Aufgaben.
a - Übersetze bitte diesen Satz aus dem Textauszug über Airbus ins Englische: „Denn der europäische Flugzeugbauer will bereits 2035 sein erstes Wasserstoffflugzeug in den Dienst stellen.“
b - Führe den Textauszug über das Wasserstoffflugzeug von Airbus im Anschluss an seinen letzten Satz mit einigen Sätzen weiter.

Textauszug.
........

Allein geht es nicht

The world is a beautiful place“, lautet das neue Motto, das sich Airbus gerade statt „We make it fly“ auf die Fahnen geschrieben hat. Der neue Slogan erinnert an eine Kampagne von Lacoste, „Life is a beautiful sport“. Sportlich, das sind auch die Ziele von Airbus. Denn der europäische Flugzeugbauer will bereits 2035 sein erstes Wasserstoffflugzeug in den Dienst stellen. Bis dahin sind es zwar noch 14 Jahre, doch in der Luftfahrtindustrie ist das ein relativ kurzer Zeitraum für die Entwicklung eines komplett neuen Modells mit einer komplett neuen Technologie und den daran anschließenden Test- und Zulassungsverfahren. Da Wasserstoff selbst in flüssiger Form vom Volumen her viermal größer ist als Kerosin, müssen die Formen von Tanks, ihre Positionierung, die Form der Flugzeuge und die Triebwerke verändert werden.

........

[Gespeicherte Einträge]
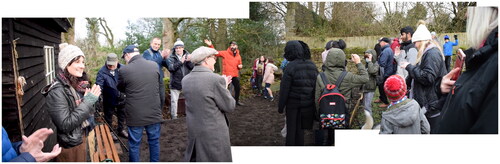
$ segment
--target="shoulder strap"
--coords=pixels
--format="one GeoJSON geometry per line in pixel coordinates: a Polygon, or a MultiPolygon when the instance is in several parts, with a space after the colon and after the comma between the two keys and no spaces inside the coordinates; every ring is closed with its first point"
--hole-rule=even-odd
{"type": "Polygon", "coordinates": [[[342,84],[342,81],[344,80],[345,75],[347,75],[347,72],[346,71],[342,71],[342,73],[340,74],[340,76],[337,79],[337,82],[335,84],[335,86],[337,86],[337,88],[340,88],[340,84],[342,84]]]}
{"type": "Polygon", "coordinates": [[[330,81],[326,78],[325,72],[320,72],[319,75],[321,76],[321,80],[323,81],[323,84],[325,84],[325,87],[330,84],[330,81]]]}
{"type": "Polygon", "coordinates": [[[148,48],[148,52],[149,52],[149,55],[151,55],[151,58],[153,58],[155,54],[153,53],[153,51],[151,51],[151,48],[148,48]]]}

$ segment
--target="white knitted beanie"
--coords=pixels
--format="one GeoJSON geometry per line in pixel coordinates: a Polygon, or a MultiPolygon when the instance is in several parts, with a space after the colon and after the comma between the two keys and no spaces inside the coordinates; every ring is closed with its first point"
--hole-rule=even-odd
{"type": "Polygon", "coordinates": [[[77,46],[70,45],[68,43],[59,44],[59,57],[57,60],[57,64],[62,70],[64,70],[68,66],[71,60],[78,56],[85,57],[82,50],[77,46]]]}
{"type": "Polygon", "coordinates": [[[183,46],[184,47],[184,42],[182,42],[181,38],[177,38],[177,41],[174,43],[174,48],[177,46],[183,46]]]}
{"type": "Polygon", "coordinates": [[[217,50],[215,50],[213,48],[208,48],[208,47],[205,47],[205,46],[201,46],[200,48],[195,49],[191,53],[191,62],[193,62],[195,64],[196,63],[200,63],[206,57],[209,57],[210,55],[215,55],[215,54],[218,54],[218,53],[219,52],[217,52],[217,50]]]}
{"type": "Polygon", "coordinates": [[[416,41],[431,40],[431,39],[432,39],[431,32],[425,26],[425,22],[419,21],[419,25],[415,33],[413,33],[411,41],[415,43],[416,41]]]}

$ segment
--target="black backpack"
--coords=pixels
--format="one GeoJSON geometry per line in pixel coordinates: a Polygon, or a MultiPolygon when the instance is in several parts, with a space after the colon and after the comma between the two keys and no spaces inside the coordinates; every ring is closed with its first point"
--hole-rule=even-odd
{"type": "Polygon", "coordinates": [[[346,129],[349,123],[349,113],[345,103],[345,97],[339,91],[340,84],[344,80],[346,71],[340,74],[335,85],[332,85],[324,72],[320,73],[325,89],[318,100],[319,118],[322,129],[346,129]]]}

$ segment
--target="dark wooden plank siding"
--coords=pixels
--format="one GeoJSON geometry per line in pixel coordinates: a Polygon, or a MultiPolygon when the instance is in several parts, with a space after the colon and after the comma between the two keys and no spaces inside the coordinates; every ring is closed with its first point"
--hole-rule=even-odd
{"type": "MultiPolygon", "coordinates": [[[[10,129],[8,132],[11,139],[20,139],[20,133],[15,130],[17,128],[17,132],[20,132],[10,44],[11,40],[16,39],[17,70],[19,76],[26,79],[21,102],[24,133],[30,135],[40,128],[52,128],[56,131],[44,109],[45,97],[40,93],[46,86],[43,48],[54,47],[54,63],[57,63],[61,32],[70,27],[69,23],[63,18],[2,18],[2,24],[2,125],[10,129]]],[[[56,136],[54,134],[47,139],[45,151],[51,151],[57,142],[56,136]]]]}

........

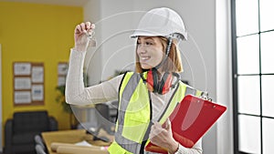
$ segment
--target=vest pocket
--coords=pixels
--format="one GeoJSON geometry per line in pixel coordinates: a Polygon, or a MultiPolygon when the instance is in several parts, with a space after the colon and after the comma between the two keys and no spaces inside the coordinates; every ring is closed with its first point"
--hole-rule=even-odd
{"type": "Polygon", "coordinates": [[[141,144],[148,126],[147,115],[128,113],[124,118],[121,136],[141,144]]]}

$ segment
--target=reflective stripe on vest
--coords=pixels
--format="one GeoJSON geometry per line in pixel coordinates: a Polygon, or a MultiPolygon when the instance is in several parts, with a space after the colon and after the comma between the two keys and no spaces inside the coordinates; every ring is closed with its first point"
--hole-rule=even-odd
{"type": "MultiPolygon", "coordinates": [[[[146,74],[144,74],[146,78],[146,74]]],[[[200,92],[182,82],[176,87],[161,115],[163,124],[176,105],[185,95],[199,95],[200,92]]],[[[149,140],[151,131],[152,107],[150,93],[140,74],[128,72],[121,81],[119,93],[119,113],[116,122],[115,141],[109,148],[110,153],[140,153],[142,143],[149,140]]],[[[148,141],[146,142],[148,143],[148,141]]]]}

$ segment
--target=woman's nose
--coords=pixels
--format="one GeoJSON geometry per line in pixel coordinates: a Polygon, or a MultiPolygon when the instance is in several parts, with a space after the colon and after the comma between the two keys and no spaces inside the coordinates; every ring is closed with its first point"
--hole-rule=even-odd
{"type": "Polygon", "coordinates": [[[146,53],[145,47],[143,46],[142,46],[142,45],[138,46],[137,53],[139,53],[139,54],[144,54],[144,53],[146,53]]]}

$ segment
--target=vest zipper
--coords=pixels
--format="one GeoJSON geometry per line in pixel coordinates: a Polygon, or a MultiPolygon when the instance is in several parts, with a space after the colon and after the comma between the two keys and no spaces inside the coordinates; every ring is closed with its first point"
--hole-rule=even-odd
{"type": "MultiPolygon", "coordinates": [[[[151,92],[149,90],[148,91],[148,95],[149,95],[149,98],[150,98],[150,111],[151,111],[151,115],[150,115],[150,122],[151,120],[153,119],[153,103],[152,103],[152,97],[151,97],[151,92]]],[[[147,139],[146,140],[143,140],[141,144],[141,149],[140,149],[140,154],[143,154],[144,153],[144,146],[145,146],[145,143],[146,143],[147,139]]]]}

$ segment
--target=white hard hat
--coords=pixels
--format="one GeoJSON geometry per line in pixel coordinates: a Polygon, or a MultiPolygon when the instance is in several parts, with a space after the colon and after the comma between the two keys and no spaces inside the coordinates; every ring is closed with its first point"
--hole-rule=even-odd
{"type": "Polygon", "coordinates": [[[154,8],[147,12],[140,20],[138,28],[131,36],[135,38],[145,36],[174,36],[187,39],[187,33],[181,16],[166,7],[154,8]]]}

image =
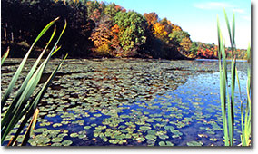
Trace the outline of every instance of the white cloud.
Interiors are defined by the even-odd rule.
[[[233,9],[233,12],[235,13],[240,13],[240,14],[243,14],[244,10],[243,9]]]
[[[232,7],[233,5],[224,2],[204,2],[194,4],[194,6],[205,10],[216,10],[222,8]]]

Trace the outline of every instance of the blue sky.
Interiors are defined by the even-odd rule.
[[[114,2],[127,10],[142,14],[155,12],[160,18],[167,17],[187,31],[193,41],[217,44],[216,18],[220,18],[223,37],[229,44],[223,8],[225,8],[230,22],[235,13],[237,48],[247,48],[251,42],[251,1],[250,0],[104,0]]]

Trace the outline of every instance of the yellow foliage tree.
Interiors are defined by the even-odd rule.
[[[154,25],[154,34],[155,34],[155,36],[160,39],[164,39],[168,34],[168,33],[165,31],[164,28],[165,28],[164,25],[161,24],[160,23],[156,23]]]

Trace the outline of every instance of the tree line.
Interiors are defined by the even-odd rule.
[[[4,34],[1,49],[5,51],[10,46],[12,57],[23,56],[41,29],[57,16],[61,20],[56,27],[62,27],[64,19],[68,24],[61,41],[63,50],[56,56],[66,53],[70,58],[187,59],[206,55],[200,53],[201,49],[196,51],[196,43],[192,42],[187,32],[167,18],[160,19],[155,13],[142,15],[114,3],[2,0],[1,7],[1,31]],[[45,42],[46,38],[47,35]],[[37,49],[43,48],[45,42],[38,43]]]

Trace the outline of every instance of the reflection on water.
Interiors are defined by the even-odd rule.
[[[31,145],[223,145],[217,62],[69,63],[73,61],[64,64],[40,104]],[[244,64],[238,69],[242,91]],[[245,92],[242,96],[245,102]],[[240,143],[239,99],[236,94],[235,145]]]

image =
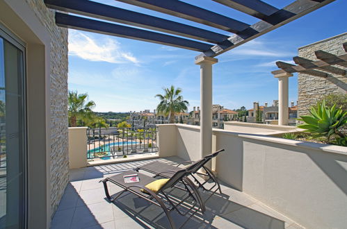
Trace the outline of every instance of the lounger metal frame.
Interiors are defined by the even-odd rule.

........

Lösungen.
a - For the European aircraft manufacturer intends to put its first hydrogen aircraft into service as early as 2035.

b -
Ob Airbus dieser Wettlauf gegen die Zeit gelingt, wird auch darüber entscheiden, ob und welche Rolle der Flugzeugbauer in einer nachhaltigeren Luftfahrt spielen kann. Einige Vertreter der Branche sind skeptisch, wie schnell sich der Wasserstoffantrieb tatsächlich auf die Schadstoffemissionen auswirken wird – zumal er für Langstreckenjets erst später als 2035 zur Verfügung stehen wird. Doch mit Zweifeln und Vorabkritik wird die Branche nicht vorankommen. Nur wenn sie sich selbst ehrgeizige Ziele setzt und Wagnisse eingeht, werden ihr die für eine tragfähige, umweltfreundlichere Zukunft notwendigen Technologiesprünge gelingen.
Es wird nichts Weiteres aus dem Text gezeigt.